═══ Data lines
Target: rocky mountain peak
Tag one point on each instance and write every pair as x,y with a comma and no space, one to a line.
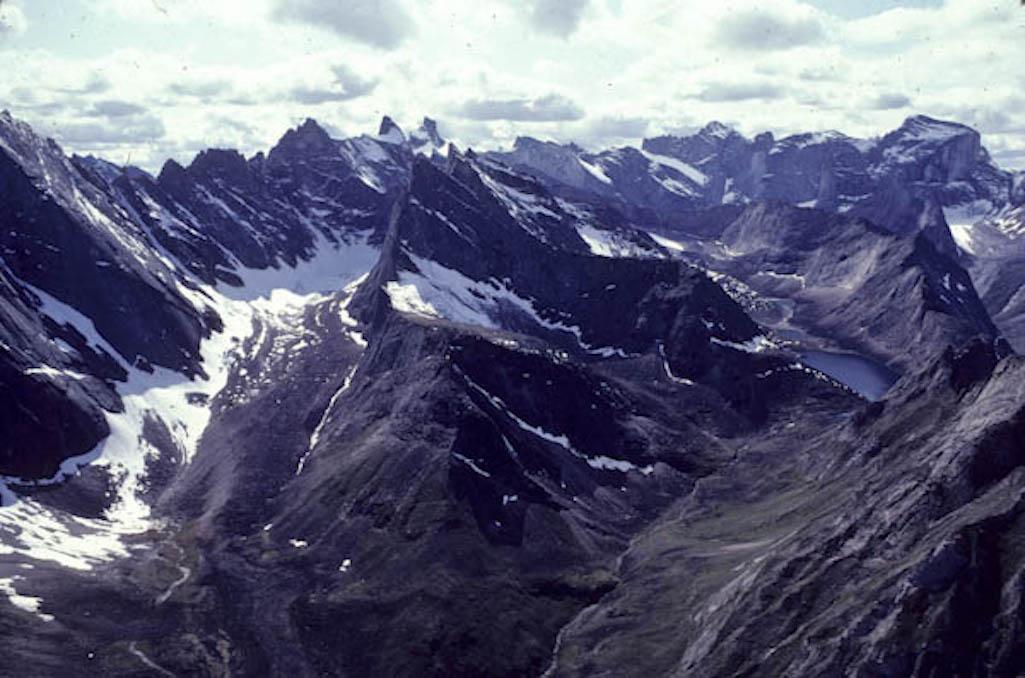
390,131
308,138
429,126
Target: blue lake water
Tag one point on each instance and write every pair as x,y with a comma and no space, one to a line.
867,376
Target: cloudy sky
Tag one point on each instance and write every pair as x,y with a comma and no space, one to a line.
142,80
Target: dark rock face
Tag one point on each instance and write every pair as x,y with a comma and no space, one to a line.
398,409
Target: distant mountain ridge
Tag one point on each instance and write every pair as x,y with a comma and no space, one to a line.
382,406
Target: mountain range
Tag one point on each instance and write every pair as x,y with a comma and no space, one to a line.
383,406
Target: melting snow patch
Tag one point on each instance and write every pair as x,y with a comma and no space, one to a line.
753,345
600,462
468,462
667,243
28,603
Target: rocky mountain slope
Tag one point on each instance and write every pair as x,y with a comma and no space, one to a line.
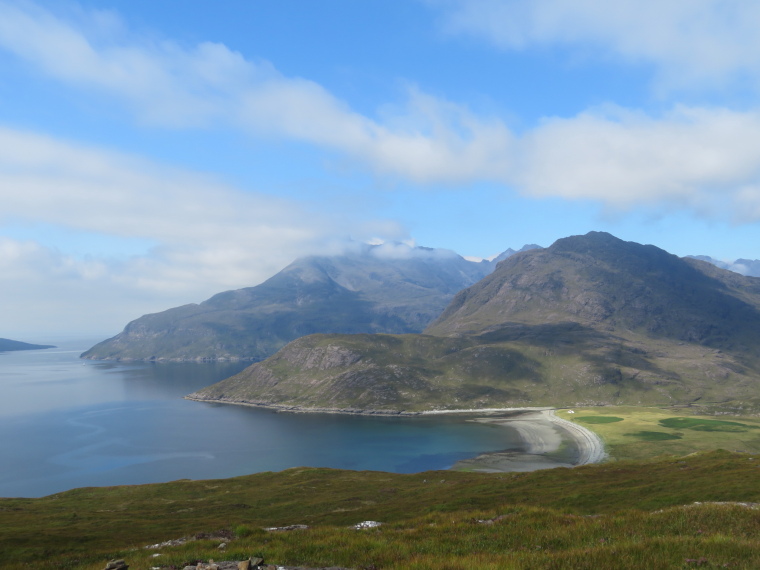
590,320
7,345
391,288
749,267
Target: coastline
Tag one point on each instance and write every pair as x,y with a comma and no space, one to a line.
548,440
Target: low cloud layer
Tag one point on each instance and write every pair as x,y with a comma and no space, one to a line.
207,236
701,158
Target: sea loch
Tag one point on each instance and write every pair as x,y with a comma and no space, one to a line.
67,423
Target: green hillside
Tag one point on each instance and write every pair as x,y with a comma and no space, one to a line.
591,320
367,291
616,515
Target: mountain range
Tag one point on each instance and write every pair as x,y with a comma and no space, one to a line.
589,320
388,288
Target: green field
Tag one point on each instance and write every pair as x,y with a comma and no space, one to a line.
643,433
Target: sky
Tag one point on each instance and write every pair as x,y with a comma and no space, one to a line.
155,153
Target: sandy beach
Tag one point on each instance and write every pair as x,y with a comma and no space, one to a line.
548,442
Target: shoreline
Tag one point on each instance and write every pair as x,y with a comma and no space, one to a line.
545,440
544,434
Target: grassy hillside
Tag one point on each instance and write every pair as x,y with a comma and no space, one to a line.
591,320
553,365
621,515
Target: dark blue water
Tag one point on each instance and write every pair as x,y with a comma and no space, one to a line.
67,423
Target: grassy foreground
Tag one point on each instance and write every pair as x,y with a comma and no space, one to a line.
616,515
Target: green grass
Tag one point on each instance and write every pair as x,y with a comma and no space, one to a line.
655,435
599,419
620,514
632,438
701,424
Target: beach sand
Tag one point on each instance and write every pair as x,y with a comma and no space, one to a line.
547,442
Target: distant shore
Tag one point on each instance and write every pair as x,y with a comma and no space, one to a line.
548,441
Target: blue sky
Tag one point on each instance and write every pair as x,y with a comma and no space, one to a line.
154,153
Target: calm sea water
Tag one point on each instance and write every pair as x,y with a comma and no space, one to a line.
67,423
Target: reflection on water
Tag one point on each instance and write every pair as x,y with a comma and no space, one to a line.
68,423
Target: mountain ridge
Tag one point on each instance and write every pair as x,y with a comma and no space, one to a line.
389,288
591,320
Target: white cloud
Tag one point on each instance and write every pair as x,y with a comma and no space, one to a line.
210,237
691,42
705,159
166,84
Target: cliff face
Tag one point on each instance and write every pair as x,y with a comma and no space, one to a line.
368,291
589,320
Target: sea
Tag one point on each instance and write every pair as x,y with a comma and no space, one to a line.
68,423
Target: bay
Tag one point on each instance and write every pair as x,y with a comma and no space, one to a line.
67,423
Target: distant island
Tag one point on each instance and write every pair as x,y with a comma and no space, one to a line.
7,345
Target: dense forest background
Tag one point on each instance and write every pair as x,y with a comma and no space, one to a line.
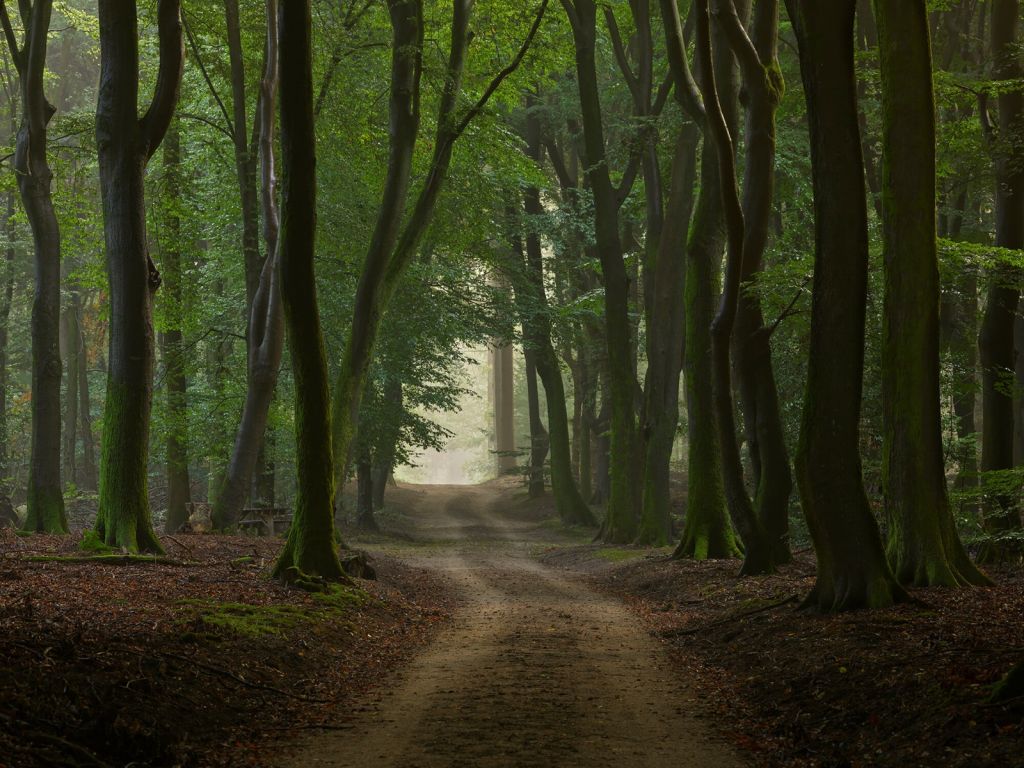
677,215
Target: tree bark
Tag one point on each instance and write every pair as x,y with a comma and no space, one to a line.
265,339
45,495
995,342
622,515
852,567
172,344
125,144
310,549
758,56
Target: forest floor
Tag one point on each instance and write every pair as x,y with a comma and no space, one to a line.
494,637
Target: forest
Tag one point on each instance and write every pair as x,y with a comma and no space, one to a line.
711,307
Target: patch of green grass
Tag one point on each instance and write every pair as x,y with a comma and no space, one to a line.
248,620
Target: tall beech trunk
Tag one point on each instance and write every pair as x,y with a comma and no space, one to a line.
995,342
531,301
394,245
503,381
72,348
708,532
87,471
666,335
852,567
539,441
45,496
310,549
125,144
6,294
924,547
758,56
265,340
757,551
622,516
172,344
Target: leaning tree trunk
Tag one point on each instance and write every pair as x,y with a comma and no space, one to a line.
310,549
996,340
924,547
45,496
125,144
622,516
265,341
758,56
852,567
666,336
175,379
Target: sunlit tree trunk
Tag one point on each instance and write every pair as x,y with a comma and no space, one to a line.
125,145
852,567
310,549
45,495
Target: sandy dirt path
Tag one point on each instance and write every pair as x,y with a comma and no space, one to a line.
538,670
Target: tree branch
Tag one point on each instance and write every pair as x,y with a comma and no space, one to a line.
172,58
8,33
206,76
728,20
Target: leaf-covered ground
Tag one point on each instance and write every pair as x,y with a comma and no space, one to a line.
898,688
202,664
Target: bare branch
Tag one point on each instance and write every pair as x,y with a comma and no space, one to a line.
172,58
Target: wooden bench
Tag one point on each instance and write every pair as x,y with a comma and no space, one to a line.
265,520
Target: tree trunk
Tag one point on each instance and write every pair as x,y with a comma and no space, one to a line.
622,516
924,547
71,336
996,340
365,494
539,440
504,385
6,294
666,334
125,144
265,339
178,484
310,548
852,567
45,496
758,56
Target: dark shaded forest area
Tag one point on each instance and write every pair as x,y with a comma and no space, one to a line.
714,305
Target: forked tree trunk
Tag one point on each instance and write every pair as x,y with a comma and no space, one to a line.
310,549
265,340
996,340
757,551
45,495
751,346
125,144
924,547
178,484
623,511
852,567
539,441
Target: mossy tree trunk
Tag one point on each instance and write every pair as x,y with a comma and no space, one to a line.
45,495
265,340
665,320
758,56
757,551
310,549
175,379
852,567
125,144
995,342
622,517
924,547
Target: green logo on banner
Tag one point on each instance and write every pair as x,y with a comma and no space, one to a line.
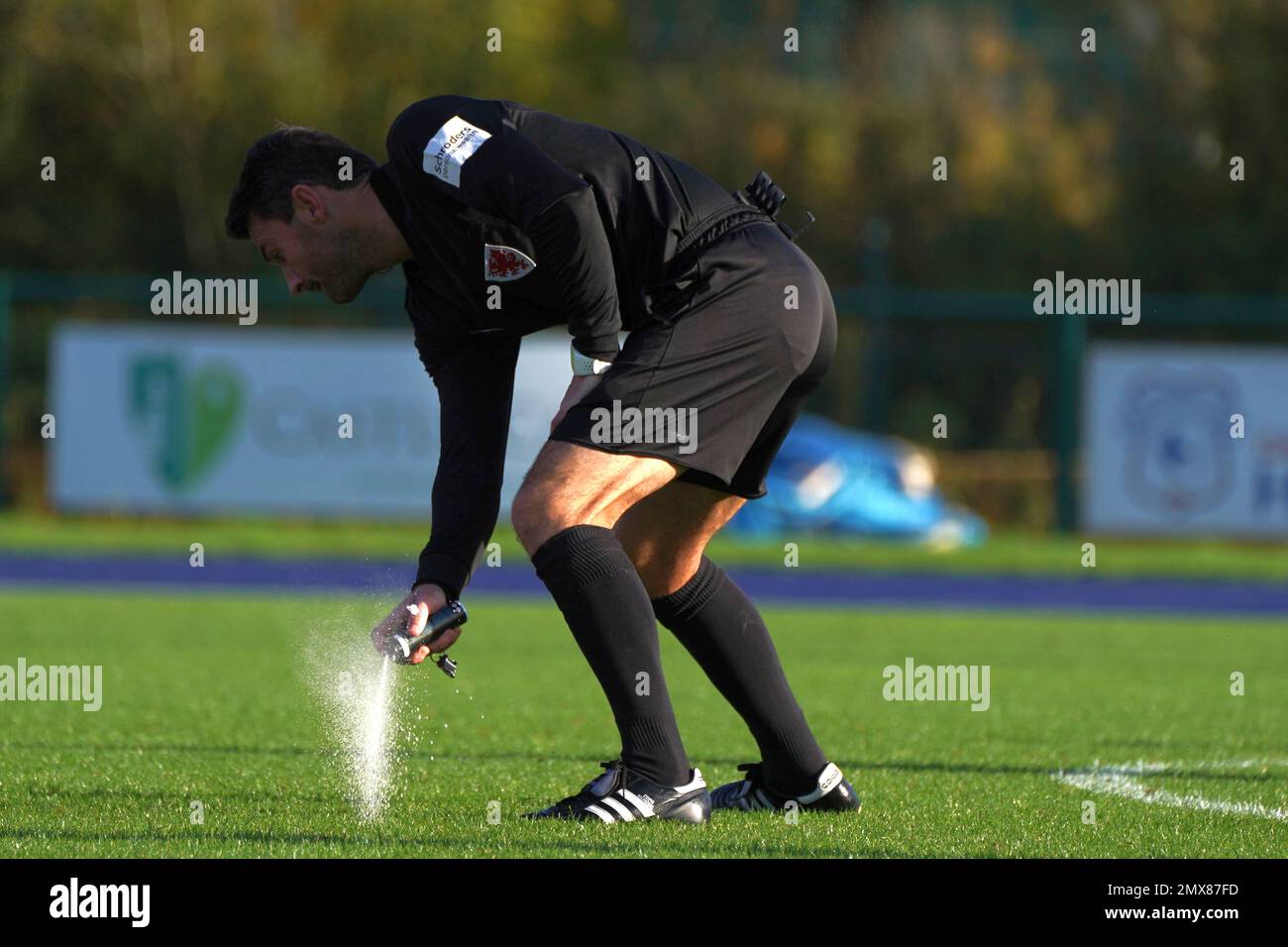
188,418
══════
Can you reproduce all of the records above line for line, leaving out the pictures?

Target: rocky mountain peak
Tag one point on each instance and write every pair as x,y with a comma and no space, one to a line.
390,131
308,138
429,126
Target: blue lake water
Tag one point on each instance and write every pair as x,y with a comma and no space, one to a line.
867,376
Target: cloudy sky
Tag one point on each instance and write every pair as x,y with a comma and no space, one to a line.
142,80
Target: dark rock face
Tag one point on each instance and write every pair as x,y with a comma and no space, one to a line.
398,409
Target: distant mountain ridge
Tag one point on each instance and write every pair as x,y with a comma and no space, one to a line.
382,406
Target: mountain range
Tag one point on each instance and write every pair as x,y with a comma and no space, one to a line.
383,406
Target: melting snow patch
Tag one point on each instance and write every pair as x,y with a comma and no space, one to a line.
753,345
600,462
468,462
667,243
28,603
Target: rocky mountain slope
Tag one point on each instance and write every pair as x,y with a comma and no space, one to a line.
590,320
7,345
391,288
749,267
Target: coastline
Tag one point on each instance and write every pair as x,y with a comma and no space, one to a line.
548,440
Target: low cloud layer
Tag one point on each instance and write every pair as x,y with a comma and no space, one to a line.
207,236
701,158
Target: sea loch
Tag one point on each instance and write every pair as x,y with a comma and no space, one to a line.
67,423
Target: green hillside
Tag one point on each instance and write every pair as x,y with a comma and no space, one to a line.
591,320
367,291
616,515
Target: mountain range
Tag one point on each instance and write every pair as x,y with a comma and no space, one to a line.
589,320
388,288
Target: green field
Tag one point on each instance and write every pair as x,y with a comma and no space, one to a line.
643,433
Target: sky
Tag one point on each instance and write every pair as x,y with a comma and no space, one to a line.
155,153
Target: sandy beach
Tag one point on each instance and write every pair as x,y with a comma and no space, one to a line.
548,442
Target: shoreline
Tag one point on each instance and write every pair as x,y with a comma and no space, one to a line.
545,440
544,434
Target: grassy hillside
Tag one point on each instance and write every pair as x,y with a comma and no space, one to a line.
591,320
553,365
621,515
Target: dark blue water
Tag one point on each instance and write every pair as x,y with a comma and no space, one to a line.
67,423
Target: grassy foreground
Tag one point on each instance and write every pair as x,y with a comma and no space, one to a line.
616,515
Target: green grass
Tag one point on each instance and write every pair as x,y with a comma and no space, one to a line.
655,435
599,419
620,514
632,438
701,424
Target: beach sand
Tag one point on each instance and write every pair as x,y with a comma and no space, one to a line.
547,442
Target: distant shore
Tag one point on each instance and write every pair as x,y with a comma and no space, one to a line.
548,441
Target: blue sky
Tag one point on each instance and write every pair as x,y with a comma and no space, one to a line.
154,153
Target: calm sea water
Tag one point on each instance and write every pair as x,y with a comma and no space, one to a line.
67,423
Target: reflection on water
Tag one point on each instance and write every pair as x,y with a comma and no space, one to a line.
68,423
Target: mountain ridge
Tag one point on each instance and write every pair as x,y with a comma and no space, one to a line.
389,288
591,320
Target: white cloud
Tag one point on each instance and write every pair as x,y with a comma and no space, one to a line.
210,237
691,42
705,159
166,84
Target: cliff face
Tag one point on each instance and write every pair as x,y with a comma and no space, one to a line.
368,291
589,320
Target: sea
Tag one point on each instance and write every pair as x,y with a comma and no space, one to a line.
68,423
Target: bay
Tag one point on each instance and write every pair as x,y with a comma and no space, one to a line.
67,423
Target: distant island
Tag one point on each instance and write every pair as x,y with a comma and no space, one to a line.
7,345
Target: dense forest background
Tag one point on each instance and write every pair as x,y with a comma and no space, one to a line.
677,215
Target: tree bark
Tag one point on each instance and write every pair as x,y with a comma and no space, one to a line.
265,339
45,495
995,342
622,515
852,567
172,344
125,144
310,549
758,56
Target: forest floor
Tag one point on each instance and write every pair as x,y with a comma and no space, one to a line.
494,637
Target: forest
Tag one point on each instance and write every pair as x,y with a comma and no space, one to a line.
711,307
Target: patch of green grass
Tag one point on each instance and write every pair as x,y with a comma and no space, one to a line.
248,620
Target: tall beech trunk
Tag one point on each instance and write every pair as x,y with a comma and no space, one to a line.
995,342
531,301
394,245
503,381
72,348
708,532
87,471
666,335
852,567
539,441
45,496
310,549
125,144
6,294
924,547
758,56
265,340
757,551
622,516
172,344
Target: leaning tree trunk
Tag one point on each instance and write every pair as x,y with a comma and no space, one to a line.
310,549
996,340
924,547
45,496
125,144
622,516
265,341
758,56
852,567
666,336
175,379
Target: sunlit tree trunk
Tag one point on each instance and write every pair as x,y with a comma and no space, one to a line.
125,145
852,567
310,549
45,495
Target: sandy dirt path
Tag one point on each instance and write every pair as x,y with a comma and no space, one to a line.
538,670
Target: tree branch
Tag one point on each instance and write every pair as x,y with a comma and no space, one to a line.
172,58
8,33
206,76
728,20
Target: leaf-covered ground
Tag one point on each instance and write every pair as x,y with a comma and no space, one to a line.
898,688
202,664
Target: bare branch
Tag one point on each instance and write every pair as x,y with a comma and no space, one to a line.
172,58
Target: wooden bench
Tag one point on each instance and write every pair as x,y with a comma and no space, one to a line.
265,520
Target: tree trunk
Tag one point on each instance and write every pair as x,y with a comma and no space, one to a line.
622,516
924,547
71,336
996,340
365,494
539,440
504,385
6,294
666,334
125,144
265,339
178,484
310,548
852,567
45,496
758,56
Target: dark shaded forest area
Tag one point on each instance and write every pair as x,y with a comma and no space, one to a line.
714,305
Target: forked tree trunk
Tag one point on each instance and write every pair as x,y with a comma and no space, one to a line.
310,549
265,340
996,340
757,551
45,495
751,346
125,144
924,547
178,484
623,511
852,567
539,441
Target: mossy tree trunk
Tag one point on each instance and write every pair as x,y with a comma and no space, one to a line.
45,495
265,340
665,320
758,56
757,551
310,549
175,379
852,567
125,144
995,342
622,517
924,547
Target: green logo on banner
Tag one point on each instance and write every pair as x,y with a comma and no space, one to a line.
188,418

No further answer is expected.